== Written task ==
Copy out all the entries below, replacing each "single dot" with "single point" and leaving everything else unchanged.

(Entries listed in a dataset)
----

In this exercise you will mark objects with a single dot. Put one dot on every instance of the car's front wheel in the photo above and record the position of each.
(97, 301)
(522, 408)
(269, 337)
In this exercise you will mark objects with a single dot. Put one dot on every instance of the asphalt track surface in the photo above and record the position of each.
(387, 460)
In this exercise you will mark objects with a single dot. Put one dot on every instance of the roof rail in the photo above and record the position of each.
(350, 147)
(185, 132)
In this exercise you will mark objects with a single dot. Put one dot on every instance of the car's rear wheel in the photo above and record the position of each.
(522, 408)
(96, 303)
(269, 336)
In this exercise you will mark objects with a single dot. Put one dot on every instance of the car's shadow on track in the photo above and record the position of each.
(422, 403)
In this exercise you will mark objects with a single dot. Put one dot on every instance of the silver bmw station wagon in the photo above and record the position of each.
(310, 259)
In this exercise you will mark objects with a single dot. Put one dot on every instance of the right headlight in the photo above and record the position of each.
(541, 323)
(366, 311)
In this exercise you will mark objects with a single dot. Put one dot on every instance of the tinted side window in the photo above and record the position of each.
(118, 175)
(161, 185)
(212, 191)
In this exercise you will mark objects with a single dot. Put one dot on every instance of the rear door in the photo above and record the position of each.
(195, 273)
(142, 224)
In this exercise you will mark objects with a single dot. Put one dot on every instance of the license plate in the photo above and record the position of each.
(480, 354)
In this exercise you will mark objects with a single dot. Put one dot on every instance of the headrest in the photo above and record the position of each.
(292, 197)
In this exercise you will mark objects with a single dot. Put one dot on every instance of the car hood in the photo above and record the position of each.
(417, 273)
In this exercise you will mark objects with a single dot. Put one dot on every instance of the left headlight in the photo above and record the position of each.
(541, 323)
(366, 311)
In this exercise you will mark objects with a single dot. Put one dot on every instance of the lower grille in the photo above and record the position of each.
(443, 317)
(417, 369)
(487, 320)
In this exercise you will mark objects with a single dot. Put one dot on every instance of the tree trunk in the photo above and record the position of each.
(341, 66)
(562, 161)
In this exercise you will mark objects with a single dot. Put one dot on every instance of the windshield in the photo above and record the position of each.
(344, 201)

----

== Result ==
In this exercise you will mark objects with a single point. Put one dot on every instance of the car's front wheel in the photo above and record the position of each.
(97, 301)
(522, 408)
(269, 337)
In this exercise you will mark objects with a single point. Put one dot on every instance of the asphalt track surface in the photo above and record the position of each.
(387, 460)
In this exercise you will mark objects with a single point. Put one dot on every instance of the roof rail in the photo above and record the position of each.
(350, 147)
(185, 132)
In this exercise you will mark objects with a single point. Put one dot on every instance of the car's rear wheel in the photo above and record the position of each.
(522, 408)
(96, 303)
(269, 336)
In this exercise you will mark objects with a single point. Put one dot on every instance of the car's shadow on track in the photo above and record the position of each.
(422, 403)
In this exercise you will mark objects with a single point. Put one dot on every instance of the silver bmw station wagon in the photo above and record the position of each.
(310, 259)
In this exercise you will mark objects with a single point. Put one dot on every instance of the right headlight in the photo above and record the position of each.
(541, 323)
(366, 311)
In this exercise you will mark objects with a single point. Put one dot on every instance of the tinted side window in the photo above and record the position of each.
(118, 175)
(161, 185)
(212, 191)
In this exercise you will mark objects with a single point. Put one dot on every instance of the rear door in the photo above and record the position of each.
(195, 273)
(142, 224)
In this exercise you will mark objects with a single point. Put one dot on every instance of the license plate in the photo above and record the position of each.
(480, 354)
In this exercise you will mark objects with a single point. Put one dot on every instance of the headrest in the photo above and record the position of each.
(292, 197)
In this exercise you will mark objects with a single point. Put one dot on every instance of the car hood in the photo above and record the position of each.
(417, 273)
In this exercise you will mark objects with a single point. Put one dot on every instance of the left headlight in the photo above and record the position of each.
(541, 323)
(366, 311)
In this exercise you will mark objects with a single point. Put one dot on every instance of the lower grille in the photo above and record the position of each.
(443, 317)
(417, 369)
(487, 320)
In this exercise you will mark objects with a single point. Put one dot on every instance of the tree trunk in the photo above and record the position of each.
(341, 66)
(562, 161)
In this exercise you will mark objects with a single point. Put one dot on every instance of the windshield in the photo above and record the position of each.
(344, 201)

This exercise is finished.